Nadia Myre, Eyes watching and other work, vue d’ensemble, photo: Mike Patten

Karine Giboulo, Ma Maison de plain-pied, vue d’ensemble, photo : Mike Patten
Encore trois jours pour aller voir les magnifiques nouvelles œuvres de Nadia Myre et de Karine Giboulo à la galerie Art mûr. Des pièces poignantes et grinçantes.
On peut avoir tendance à l’oublier, mais une visite nous ramène à la réalité des espaces d’Art Mûr. Cette galerie a une facture qui rappelle celle des centres d’artistes de Montréal, avant qu’ils aient pour la plupart adopté des locaux à l’allure plus léchée et un rien aseptisée. En plus, il y a la dimension. Ce sont plusieurs étages d’œuvres d’artistes divers qui nous y attendent toujours. Accueilli à l’entrée par des œuvres de Neil Harrison et une sculpture en réalité virtuelle de Samuel Arseneault-Brassard, le spectateur rejoint par la suite l’espace du fond pour admirer les travaux récents de Nadia Myre. On se limitera ici à ceux-ci et à d’autres, logés au deuxième étage, de Karine Giboulo.

* **Exercices**:
**1)** Répondez aux questions suivantes d'après le texte sur la galerie Art Mûr.
(a) Combien de jours reste-t-il pour aller voir les nouvelles œuvres de Nadia Myre et de Karine Giboulo ?
(b) Quelles œuvres accueillent le spectateur à l'entrée ?
(c) À quel étage se trouvent les œuvres de Karine Giboulo ?
**2)** Reproduisez sans modification tout le passage du texte sur la galerie Art Mûr, depuis « On peut avoir » jusqu'à « de Karine Giboulo. ».
**3)** Résumez le texte sur la galerie Art Mûr en deux phrases.
Le matériel n'a aucun rapport avec le texte sur la galerie Art Mûr.

* **Données brutes**:
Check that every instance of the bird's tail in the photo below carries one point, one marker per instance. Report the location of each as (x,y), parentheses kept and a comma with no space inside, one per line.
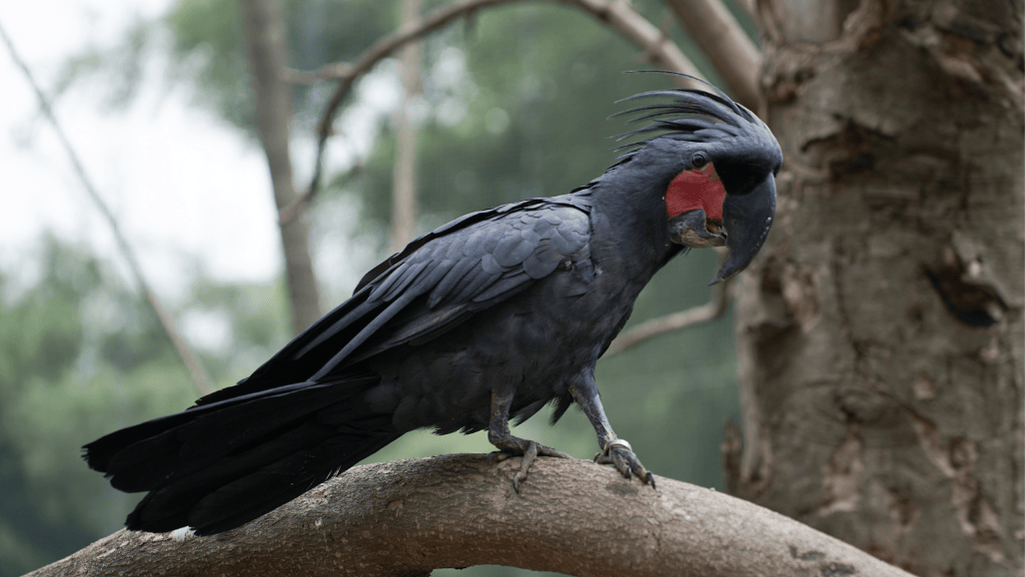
(218,465)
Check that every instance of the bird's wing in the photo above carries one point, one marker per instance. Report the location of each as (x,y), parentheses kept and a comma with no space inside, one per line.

* **Corrigé détaillé**:
**1)**
(a) Trois jours.
(b) Des œuvres de Neil Harrison et une sculpture en réalité virtuelle de Samuel Arseneault-Brassard.
(c) Au deuxième étage.

**2)**
On peut avoir tendance à l’oublier, mais une visite nous ramène à la réalité des espaces d’Art Mûr. Cette galerie a une facture qui rappelle celle des centres d’artistes de Montréal, avant qu’ils aient pour la plupart adopté des locaux à l’allure plus léchée et un rien aseptisée. En plus, il y a la dimension. Ce sont plusieurs étages d’œuvres d’artistes divers qui nous y attendent toujours. Accueilli à l’entrée par des œuvres de Neil Harrison et une sculpture en réalité virtuelle de Samuel Arseneault-Brassard, le spectateur rejoint par la suite l’espace du fond pour admirer les travaux récents de Nadia Myre. On se limitera ici à ceux-ci et à d’autres, logés au deuxième étage, de Karine Giboulo.

**3)** Les nouvelles œuvres de Nadia Myre et de Karine Giboulo sont visibles encore trois jours à la galerie Art Mûr. La galerie, dont la facture rappelle celle des centres d'artistes de Montréal, offre plusieurs étages d'œuvres d'artistes divers, avec les travaux de Nadia Myre dans l'espace du fond et ceux de Karine Giboulo au deuxième étage.